§ Task
Answer these questions from the article on the Paleo diet:
(a) What kind of diet does the new research compare the Paleo diet against?
(b) Which two agricultural products does the Paleo diet exclude?
(c) What conditions can eating processed carbohydrates in excess lead to?

§ Supplied text
___

Could the Paleo Diet Be a “Metabolic Syndrome Diet”?

By Stephen T. Sinatra, M.D., F.A.C.C., F.A.C.N., C.N.S., C.B.T.

If you have metabolic syndrome, you might want to eat like a caveman. According to new research, your symptoms are more likely to improve if you adopt a Paleolithic-type diet (Paleo diet, for short), than if you follow a diet based on national dietary guidelines.

What Is a Paleo Diet?

The so-called Paleo diet is dramatically different from mainstream dietary guidelines. Inspired by our Stone-age predecessors, the Paleo diet consists of foods you could gather or hunt: fruits, berries, vegetables, roots, lean meats, eggs, seafood, mushrooms, nuts, seeds and other healthy fats. It simulates a 2 million-year-old pre-agriculture and animal husbandry menu, and excludes agricultural products like grains and dairy, as well as processed food and sugars, and alcohol.

Compare this simple Paleo-type diet to the typical Western diet, which is overloaded with unnatural, processed carbohydrates like bread, crackers, pasta, and sugar. Eating these foods in excess – most of which never existed until the last 100 years or so – can lead to metabolic syndrome, diabetes, and eventually heart disease.

___

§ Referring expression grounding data
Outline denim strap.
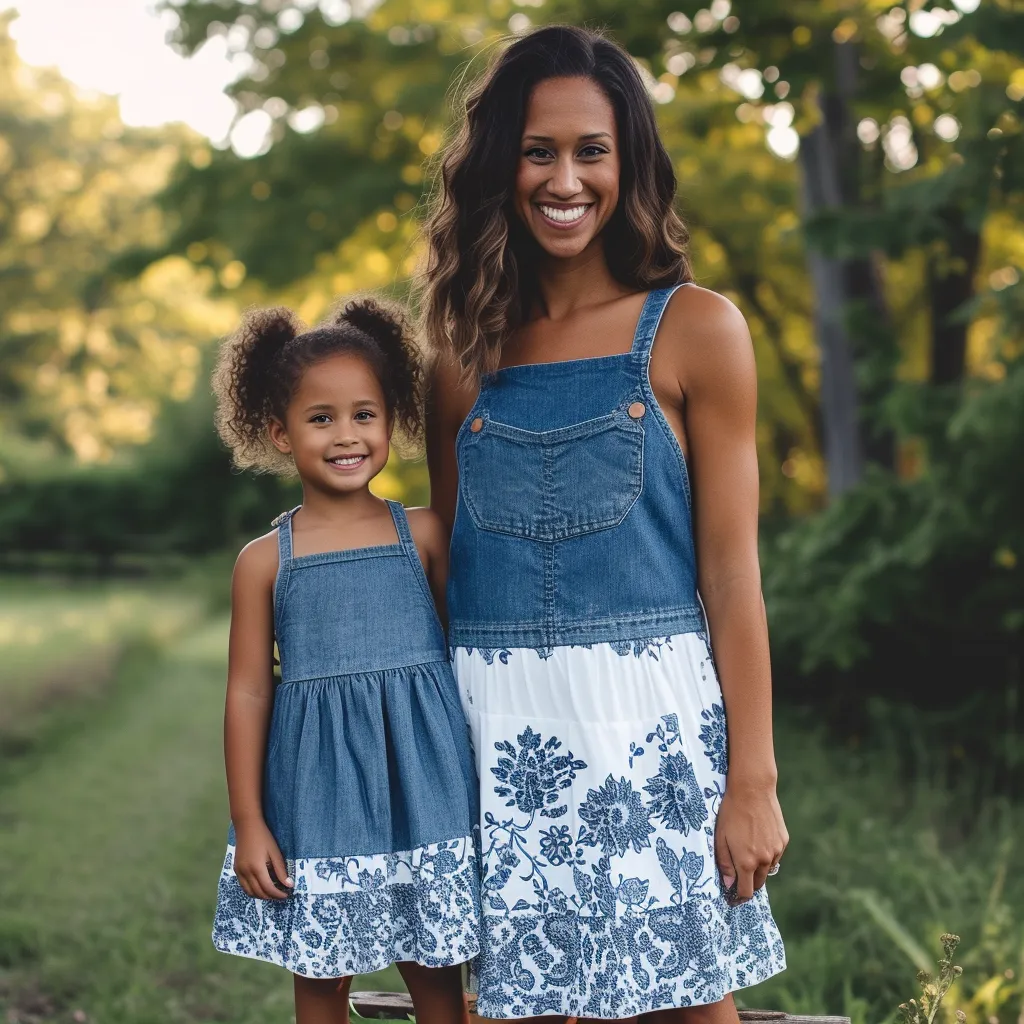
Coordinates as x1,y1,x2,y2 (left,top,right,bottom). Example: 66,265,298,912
387,499,434,608
270,505,302,569
271,505,302,622
631,285,683,361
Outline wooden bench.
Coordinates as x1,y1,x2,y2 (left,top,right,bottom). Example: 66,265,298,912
349,992,850,1024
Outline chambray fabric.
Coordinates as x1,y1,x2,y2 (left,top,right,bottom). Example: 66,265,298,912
447,289,703,649
449,289,785,1019
213,502,479,978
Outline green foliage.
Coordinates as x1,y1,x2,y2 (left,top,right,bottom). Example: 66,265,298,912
764,348,1024,713
0,12,230,462
899,933,967,1024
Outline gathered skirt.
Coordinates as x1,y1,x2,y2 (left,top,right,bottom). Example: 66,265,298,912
453,633,785,1018
213,663,479,978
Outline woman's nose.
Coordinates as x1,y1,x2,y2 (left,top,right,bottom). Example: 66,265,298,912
548,158,582,199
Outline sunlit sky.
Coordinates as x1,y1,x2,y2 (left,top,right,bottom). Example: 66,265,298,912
9,0,237,141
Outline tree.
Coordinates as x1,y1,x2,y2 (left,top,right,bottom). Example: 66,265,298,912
0,14,233,469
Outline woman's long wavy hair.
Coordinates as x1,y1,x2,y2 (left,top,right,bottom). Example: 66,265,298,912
422,26,692,376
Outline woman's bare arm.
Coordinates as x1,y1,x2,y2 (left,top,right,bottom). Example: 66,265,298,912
666,288,788,899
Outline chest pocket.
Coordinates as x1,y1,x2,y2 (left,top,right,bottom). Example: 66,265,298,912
459,411,643,541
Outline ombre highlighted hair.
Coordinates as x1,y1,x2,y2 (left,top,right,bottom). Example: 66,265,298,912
421,26,692,376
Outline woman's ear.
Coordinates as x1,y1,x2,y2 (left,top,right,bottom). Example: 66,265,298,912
266,416,292,455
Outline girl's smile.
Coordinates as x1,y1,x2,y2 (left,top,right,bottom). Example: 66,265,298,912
270,352,391,494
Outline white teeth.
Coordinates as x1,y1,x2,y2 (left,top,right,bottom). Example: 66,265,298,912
541,206,588,224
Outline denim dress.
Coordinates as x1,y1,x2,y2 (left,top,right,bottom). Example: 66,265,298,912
213,502,479,978
449,289,785,1018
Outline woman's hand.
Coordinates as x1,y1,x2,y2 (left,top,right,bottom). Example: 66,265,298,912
715,779,790,904
234,820,295,899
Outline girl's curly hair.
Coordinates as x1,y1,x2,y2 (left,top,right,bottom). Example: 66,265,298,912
422,25,692,376
212,298,423,474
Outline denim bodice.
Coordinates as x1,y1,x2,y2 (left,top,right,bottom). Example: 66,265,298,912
273,502,447,683
447,286,703,649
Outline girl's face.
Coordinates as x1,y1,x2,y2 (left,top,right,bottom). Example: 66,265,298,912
270,352,392,494
515,78,620,259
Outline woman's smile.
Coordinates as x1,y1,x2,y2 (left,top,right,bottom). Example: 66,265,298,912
534,203,594,231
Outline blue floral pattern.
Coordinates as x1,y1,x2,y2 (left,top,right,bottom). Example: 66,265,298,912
213,837,479,978
700,705,729,775
460,637,675,665
644,754,708,836
461,638,785,1018
580,765,654,857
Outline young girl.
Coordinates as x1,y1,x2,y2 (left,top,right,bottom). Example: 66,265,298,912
424,27,787,1024
213,300,478,1024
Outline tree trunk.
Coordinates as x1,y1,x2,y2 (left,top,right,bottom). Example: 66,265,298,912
800,103,863,498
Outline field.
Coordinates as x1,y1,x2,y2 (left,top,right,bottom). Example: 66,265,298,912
0,579,1024,1024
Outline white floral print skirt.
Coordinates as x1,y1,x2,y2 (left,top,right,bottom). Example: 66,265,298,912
453,633,785,1019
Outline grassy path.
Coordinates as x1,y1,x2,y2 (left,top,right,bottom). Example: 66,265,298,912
0,622,398,1024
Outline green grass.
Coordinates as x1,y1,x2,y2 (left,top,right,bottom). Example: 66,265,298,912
0,621,398,1024
0,585,1024,1024
0,577,207,756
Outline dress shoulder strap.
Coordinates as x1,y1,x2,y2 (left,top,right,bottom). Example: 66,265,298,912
387,499,436,612
631,282,689,361
270,505,302,570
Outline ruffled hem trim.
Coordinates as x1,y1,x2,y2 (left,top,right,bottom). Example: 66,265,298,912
213,837,479,978
471,909,786,1020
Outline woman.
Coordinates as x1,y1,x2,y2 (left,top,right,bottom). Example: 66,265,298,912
424,27,788,1024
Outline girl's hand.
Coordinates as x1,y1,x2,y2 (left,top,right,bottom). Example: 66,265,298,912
234,821,295,899
715,779,790,905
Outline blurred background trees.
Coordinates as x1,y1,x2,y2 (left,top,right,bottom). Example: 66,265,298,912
0,0,1024,1024
0,0,1024,721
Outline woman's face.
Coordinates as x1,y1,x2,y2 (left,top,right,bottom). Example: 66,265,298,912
515,78,618,259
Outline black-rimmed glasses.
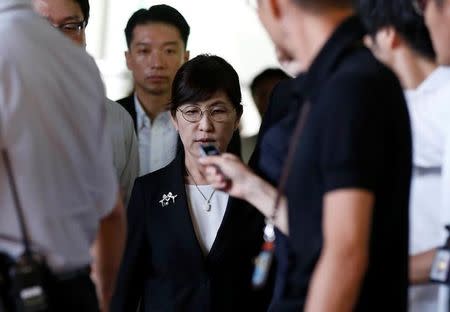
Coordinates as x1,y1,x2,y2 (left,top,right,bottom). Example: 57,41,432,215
177,105,233,122
412,0,428,15
246,0,258,10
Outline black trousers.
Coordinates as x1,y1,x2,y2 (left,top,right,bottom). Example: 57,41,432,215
49,273,99,312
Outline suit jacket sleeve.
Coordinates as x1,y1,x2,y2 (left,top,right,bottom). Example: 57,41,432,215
111,179,149,312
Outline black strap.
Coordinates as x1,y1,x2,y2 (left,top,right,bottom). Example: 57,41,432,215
270,100,311,223
2,149,32,260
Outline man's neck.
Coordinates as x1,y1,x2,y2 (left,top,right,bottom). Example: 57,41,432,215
135,86,170,120
392,48,437,90
285,9,354,71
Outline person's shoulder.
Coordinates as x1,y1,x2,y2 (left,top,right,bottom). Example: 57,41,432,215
319,49,404,106
136,155,182,187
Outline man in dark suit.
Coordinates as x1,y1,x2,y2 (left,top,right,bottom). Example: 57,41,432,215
117,5,241,176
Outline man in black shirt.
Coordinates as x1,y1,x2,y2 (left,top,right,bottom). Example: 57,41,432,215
201,0,411,311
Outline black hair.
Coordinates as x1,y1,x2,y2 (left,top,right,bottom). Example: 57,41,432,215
74,0,90,24
250,68,290,94
357,0,436,60
125,4,191,48
170,54,242,115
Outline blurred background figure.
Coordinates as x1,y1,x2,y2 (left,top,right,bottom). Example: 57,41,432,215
33,0,132,310
0,0,125,311
412,0,450,309
359,0,450,312
118,4,190,176
199,0,411,312
241,68,290,163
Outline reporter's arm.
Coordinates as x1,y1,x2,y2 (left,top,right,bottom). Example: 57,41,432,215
93,194,126,311
199,154,289,235
305,189,374,312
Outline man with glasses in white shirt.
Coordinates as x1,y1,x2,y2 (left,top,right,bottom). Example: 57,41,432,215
0,0,124,311
359,0,450,312
33,0,138,310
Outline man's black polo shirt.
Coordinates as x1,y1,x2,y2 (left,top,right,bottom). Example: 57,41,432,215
266,18,411,311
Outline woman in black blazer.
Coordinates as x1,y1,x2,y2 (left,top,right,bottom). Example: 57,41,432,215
111,55,270,311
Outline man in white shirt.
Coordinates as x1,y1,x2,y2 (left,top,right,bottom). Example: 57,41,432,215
0,0,124,311
33,0,139,205
118,5,190,176
359,0,450,312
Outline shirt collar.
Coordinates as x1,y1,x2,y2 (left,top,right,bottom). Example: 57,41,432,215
0,0,31,12
294,16,365,102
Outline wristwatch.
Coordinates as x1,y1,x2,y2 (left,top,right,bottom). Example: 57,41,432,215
430,225,450,285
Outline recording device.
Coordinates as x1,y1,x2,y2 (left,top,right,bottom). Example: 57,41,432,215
430,225,450,285
0,149,50,312
200,143,220,156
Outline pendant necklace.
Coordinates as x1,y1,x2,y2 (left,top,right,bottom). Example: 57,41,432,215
186,168,216,212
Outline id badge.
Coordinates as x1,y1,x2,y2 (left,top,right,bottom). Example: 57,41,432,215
430,247,450,284
252,243,273,288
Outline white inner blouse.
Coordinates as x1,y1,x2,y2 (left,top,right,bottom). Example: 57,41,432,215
185,184,229,255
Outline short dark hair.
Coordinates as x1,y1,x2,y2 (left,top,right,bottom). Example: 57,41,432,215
170,54,242,115
292,0,355,9
125,4,191,48
250,68,290,94
74,0,91,24
357,0,436,60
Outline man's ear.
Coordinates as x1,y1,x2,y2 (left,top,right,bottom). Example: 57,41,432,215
170,112,178,132
379,26,401,49
234,113,242,131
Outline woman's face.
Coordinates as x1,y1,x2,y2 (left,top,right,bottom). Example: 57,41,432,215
172,91,240,158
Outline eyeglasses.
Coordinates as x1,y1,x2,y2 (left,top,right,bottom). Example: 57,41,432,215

___

§ Answer to this task
(a) A diet based on national dietary guidelines.
(b) Grains and dairy.
(c) Metabolic syndrome, diabetes, and eventually heart disease.